◆ Task details
Each entry below should be written out exactly as it is, with no pictures.

◆ Recorded data
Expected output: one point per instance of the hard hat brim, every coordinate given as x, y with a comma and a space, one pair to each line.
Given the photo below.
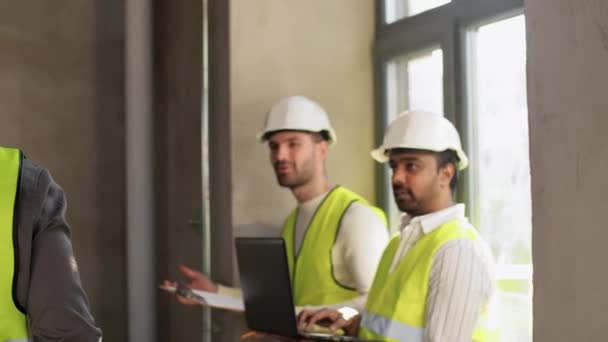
380, 155
333, 138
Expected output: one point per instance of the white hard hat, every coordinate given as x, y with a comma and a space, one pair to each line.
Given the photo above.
422, 131
297, 113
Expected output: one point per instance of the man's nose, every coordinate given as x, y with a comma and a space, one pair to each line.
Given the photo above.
280, 154
399, 176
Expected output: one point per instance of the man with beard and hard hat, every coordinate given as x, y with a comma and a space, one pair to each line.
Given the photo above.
435, 279
334, 237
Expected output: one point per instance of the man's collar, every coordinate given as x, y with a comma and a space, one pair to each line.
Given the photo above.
431, 221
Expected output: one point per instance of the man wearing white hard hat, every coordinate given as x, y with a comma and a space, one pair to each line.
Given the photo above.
334, 237
435, 279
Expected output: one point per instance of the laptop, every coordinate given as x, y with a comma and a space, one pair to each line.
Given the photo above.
267, 294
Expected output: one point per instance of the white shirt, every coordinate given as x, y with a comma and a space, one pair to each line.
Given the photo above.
361, 240
461, 280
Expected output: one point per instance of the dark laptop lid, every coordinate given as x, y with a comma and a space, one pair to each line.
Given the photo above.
266, 285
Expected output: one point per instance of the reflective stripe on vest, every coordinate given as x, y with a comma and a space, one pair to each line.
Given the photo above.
391, 329
13, 326
398, 299
311, 272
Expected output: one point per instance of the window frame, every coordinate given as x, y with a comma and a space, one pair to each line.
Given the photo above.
446, 27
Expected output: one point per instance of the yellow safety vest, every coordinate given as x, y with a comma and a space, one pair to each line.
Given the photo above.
396, 303
311, 272
13, 322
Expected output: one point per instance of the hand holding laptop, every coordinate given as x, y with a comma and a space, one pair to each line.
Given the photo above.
328, 321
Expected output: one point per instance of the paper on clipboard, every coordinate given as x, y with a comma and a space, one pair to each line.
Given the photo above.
211, 299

◆ Exercise answer
Expected output: one point per instance of the hard hat brim, every coordinate given as x, y with a comma and a space, one pair to each line.
Given the photo below.
380, 155
333, 138
Expected output: one point per instance of the white hard hat, every coordinate given as x, y with a comma and a space, one pair to each line.
Given the photo above.
422, 131
297, 113
Expected output: one point per instance of the man's nose, every coordinate given as x, y with a comma and a space, one pair to each line.
Given the photo above.
280, 154
399, 176
Expected output: one point per instance of the man with beard and hard hat, every coordinate given as x, y with a comma and a space, one pair to each line.
Given the photo above.
435, 279
334, 237
Expected output: one point per instance of the man's collar, every coordinate given as x, y with a comma and a space, one pair to each line.
Given the photo above.
431, 221
Expected output: one point per instance of the man wearing white hard hat, every coordinate given as x, y with a comma and a space, one pair to each line.
Given the photo above.
334, 237
435, 279
Expected output: one point per instance of the laptop, every coordinate given as x, y with a comma and a space, one pair to each line.
Given the photo above.
267, 294
Expected output: one point per instance of the white shirt, every coordinate given as x, y with a comma and a space, one pair to each line.
Given the photo above.
361, 240
461, 280
Expected output: one point per instance of the dark laptop lid, every coordinate given as x, y with a comma and a space, one pair to each line.
Given the photo above.
266, 285
Expected output: one point per instance of the reflective stripe on vest, every coordinate given as x, y with a comma and a space, one pair to each line.
Given the photo above.
391, 329
13, 326
398, 299
311, 272
Expected output: one point per instance of the window frame, every coordinate given as x, y with a comma and a space, one pair to each line.
Given the photo above.
446, 27
Expected output: one point per instance of the yellow safety vest, every coordinate given as x, y with a comma and a space, one pair to each line.
Given the photo above.
396, 303
311, 272
13, 322
Expected output: one point per instance of the hand holding laptop, every coordinate given as x, y with a comma and a space, one pair to each line.
Given the photo above.
328, 321
Expected output: one point per instance of the paper on clipboard, every coordinate given as x, y with a comma and a space, one pair to each line.
Given the photo above.
211, 299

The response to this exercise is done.